Action item
Would you please copy each line of the listing that mentions "below"?

Extracted data
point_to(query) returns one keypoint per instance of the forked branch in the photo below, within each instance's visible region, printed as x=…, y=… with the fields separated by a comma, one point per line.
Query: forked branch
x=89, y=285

* * *

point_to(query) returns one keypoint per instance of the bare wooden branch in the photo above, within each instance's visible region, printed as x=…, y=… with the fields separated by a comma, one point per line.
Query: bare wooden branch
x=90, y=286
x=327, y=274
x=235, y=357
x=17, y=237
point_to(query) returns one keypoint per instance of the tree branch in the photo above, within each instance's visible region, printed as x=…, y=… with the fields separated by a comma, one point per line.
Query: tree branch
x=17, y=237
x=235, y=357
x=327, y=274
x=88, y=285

* * *

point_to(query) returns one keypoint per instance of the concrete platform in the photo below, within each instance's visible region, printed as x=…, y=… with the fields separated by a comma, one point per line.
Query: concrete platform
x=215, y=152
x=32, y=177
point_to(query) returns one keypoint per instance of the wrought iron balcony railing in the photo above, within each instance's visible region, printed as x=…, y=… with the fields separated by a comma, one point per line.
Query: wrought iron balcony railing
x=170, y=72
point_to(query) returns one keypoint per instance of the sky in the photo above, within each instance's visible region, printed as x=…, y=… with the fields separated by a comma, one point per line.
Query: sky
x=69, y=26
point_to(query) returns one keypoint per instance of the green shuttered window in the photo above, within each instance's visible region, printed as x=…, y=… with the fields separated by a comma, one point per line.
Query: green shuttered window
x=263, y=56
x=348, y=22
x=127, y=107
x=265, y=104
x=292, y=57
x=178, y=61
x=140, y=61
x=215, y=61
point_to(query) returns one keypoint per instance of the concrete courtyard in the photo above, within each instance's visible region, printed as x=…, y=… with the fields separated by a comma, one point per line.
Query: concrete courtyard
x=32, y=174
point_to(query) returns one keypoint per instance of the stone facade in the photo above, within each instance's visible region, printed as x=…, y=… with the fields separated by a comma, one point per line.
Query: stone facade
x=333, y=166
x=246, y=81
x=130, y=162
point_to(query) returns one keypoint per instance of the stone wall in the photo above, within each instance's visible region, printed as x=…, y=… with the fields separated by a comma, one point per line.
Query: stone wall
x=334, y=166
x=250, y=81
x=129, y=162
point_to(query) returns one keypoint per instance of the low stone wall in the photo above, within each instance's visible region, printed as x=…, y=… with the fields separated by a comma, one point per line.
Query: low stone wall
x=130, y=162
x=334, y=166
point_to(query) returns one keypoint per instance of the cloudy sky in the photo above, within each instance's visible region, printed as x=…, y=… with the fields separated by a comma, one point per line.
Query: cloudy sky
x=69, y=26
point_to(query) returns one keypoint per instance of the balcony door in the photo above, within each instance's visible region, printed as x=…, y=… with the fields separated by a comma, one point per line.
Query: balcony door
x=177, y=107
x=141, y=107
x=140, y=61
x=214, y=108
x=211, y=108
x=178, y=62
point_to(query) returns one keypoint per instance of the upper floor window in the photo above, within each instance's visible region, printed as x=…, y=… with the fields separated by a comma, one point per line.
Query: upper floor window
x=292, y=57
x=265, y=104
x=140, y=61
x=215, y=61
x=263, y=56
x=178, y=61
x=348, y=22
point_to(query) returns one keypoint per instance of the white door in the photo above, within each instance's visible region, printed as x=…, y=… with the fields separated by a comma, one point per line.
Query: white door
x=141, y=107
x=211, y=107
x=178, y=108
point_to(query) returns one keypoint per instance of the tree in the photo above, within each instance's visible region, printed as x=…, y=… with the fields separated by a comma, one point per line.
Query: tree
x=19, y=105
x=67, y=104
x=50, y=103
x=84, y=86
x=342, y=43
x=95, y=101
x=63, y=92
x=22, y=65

Result for this task
point_to(query) returns one keypoint per instance of the forked branch in the photo below, within each instance's visible region, printed as x=…, y=… with the fields separated by a comma, one point per line.
point_to(query) returns one keypoint per instance of the concrete platform in the photo below, within each instance's visible region, printed as x=…, y=… with the fields separated by a comma, one point per line.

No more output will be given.